WHAT YOU HAVE TO DO:
In the rows below, rewrite the part that opens with the line containing "target | text on barrier tape" and runs through the end of the rows, swapping "barrier tape" for "warning tape" and leaving everything else unchanged.

TASK DATA:

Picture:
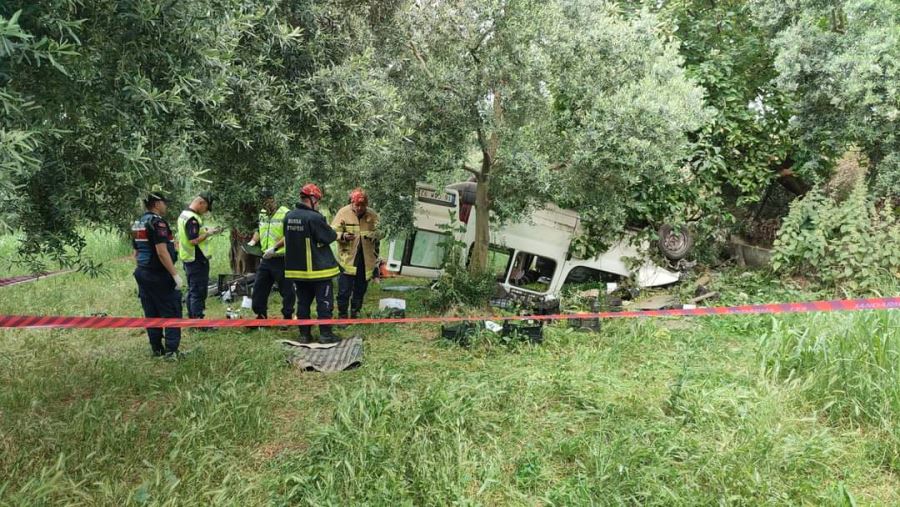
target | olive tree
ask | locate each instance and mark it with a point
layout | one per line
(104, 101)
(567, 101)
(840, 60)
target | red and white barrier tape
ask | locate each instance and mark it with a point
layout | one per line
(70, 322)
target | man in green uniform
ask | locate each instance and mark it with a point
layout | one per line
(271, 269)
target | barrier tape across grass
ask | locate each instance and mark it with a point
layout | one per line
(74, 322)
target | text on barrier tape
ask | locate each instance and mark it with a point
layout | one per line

EXERCISE RESPONSE:
target | text on warning tape
ask | locate each instance and mark it with a point
layout | one per line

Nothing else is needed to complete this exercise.